EXTRACTED ENTRIES START

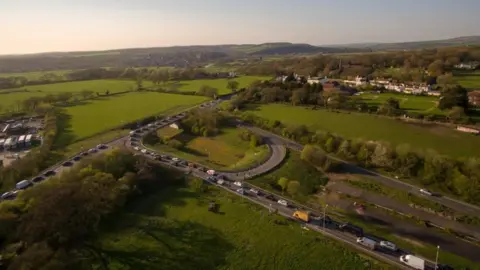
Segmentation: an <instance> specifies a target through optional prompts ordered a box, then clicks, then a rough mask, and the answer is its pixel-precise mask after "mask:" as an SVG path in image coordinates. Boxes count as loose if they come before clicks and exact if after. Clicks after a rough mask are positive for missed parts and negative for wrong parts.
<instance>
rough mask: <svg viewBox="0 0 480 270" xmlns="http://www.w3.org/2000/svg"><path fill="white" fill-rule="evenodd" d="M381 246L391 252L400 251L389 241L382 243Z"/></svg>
mask: <svg viewBox="0 0 480 270" xmlns="http://www.w3.org/2000/svg"><path fill="white" fill-rule="evenodd" d="M380 246H381V247H383V248H385V249H388V250H391V251H398V247H397V245H395V244H394V243H392V242H389V241H380Z"/></svg>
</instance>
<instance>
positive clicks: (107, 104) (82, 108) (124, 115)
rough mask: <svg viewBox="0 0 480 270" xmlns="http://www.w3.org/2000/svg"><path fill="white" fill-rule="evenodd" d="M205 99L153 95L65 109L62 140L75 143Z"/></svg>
mask: <svg viewBox="0 0 480 270" xmlns="http://www.w3.org/2000/svg"><path fill="white" fill-rule="evenodd" d="M205 100H207V99H206V98H205V97H200V96H184V95H173V94H163V93H154V92H141V93H128V94H123V95H119V96H112V97H102V98H99V99H95V100H92V101H88V102H86V103H84V104H82V105H76V106H71V107H67V108H65V116H64V123H65V126H66V128H67V131H66V132H65V133H64V134H62V135H63V137H64V138H63V139H64V140H68V141H70V142H73V141H77V140H79V139H82V138H86V137H89V136H92V135H95V134H97V133H100V132H103V131H107V130H109V129H112V128H115V127H118V126H121V125H123V124H127V123H129V122H132V121H135V120H137V119H141V118H144V117H147V116H151V115H157V114H168V113H174V112H177V111H181V110H183V109H186V108H189V107H192V106H194V105H195V104H198V103H201V102H203V101H205ZM67 144H69V143H66V144H65V145H67Z"/></svg>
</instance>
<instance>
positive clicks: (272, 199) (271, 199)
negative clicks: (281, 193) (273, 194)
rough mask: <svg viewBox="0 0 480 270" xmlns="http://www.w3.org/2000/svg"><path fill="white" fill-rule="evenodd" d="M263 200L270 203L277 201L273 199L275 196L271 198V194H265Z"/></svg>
mask: <svg viewBox="0 0 480 270" xmlns="http://www.w3.org/2000/svg"><path fill="white" fill-rule="evenodd" d="M265 199H267V200H270V201H276V200H277V199H275V196H273V195H272V194H267V196H265Z"/></svg>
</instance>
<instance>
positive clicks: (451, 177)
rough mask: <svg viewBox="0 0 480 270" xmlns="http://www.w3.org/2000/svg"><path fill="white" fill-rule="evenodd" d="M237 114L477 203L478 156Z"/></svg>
mask: <svg viewBox="0 0 480 270" xmlns="http://www.w3.org/2000/svg"><path fill="white" fill-rule="evenodd" d="M239 116H240V117H241V118H242V119H243V120H245V121H248V122H250V123H253V124H255V125H257V126H259V127H261V128H264V129H266V130H270V131H272V132H274V133H276V134H279V135H282V136H284V137H287V138H289V139H292V140H295V141H297V142H299V143H302V144H304V145H305V144H313V145H315V146H318V147H320V148H321V149H323V150H324V151H325V152H327V153H330V154H334V155H337V156H339V157H341V158H343V159H345V160H347V161H350V162H354V163H356V164H358V165H360V166H362V167H366V168H378V169H382V170H385V171H388V172H390V173H394V174H395V175H397V176H399V177H406V178H411V179H415V180H416V181H417V182H418V183H419V184H422V185H424V186H435V187H438V188H440V189H442V190H443V191H444V192H446V193H449V194H453V195H455V196H459V197H462V198H463V199H465V200H466V201H468V202H471V203H474V204H477V205H480V160H479V159H478V158H475V157H472V158H462V159H454V158H451V157H447V156H443V155H440V154H438V153H436V152H433V151H428V152H420V151H417V150H416V149H412V148H411V147H410V146H409V145H407V144H402V145H398V146H392V145H390V144H388V143H383V142H377V141H366V140H363V139H345V138H343V137H341V136H338V135H335V134H332V133H329V132H324V131H322V130H316V131H311V130H309V129H308V128H307V127H306V126H304V125H299V126H294V125H285V124H282V123H281V122H280V121H278V120H275V121H269V120H266V119H262V118H260V117H258V116H255V115H253V114H250V113H239Z"/></svg>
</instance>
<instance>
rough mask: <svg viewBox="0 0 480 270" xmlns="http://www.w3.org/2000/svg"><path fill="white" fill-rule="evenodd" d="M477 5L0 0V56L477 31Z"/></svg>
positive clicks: (330, 1) (309, 42)
mask: <svg viewBox="0 0 480 270" xmlns="http://www.w3.org/2000/svg"><path fill="white" fill-rule="evenodd" d="M479 11H480V0H289V1H287V0H241V1H233V0H0V33H1V34H2V37H3V38H2V40H0V54H13V53H32V52H50V51H76V50H105V49H115V48H130V47H155V46H170V45H194V44H195V45H201V44H232V43H235V44H241V43H263V42H276V41H288V42H302V43H310V44H314V45H324V44H341V43H356V42H396V41H412V40H428V39H442V38H450V37H457V36H465V35H478V34H480V16H479V15H478V12H479Z"/></svg>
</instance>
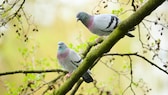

EXTRACTED ENTRIES END

EXERCISE: Count the lines of the material that contain the string "negative". Reply with the number alone.

SOLUTION TO THIS PROBLEM: 2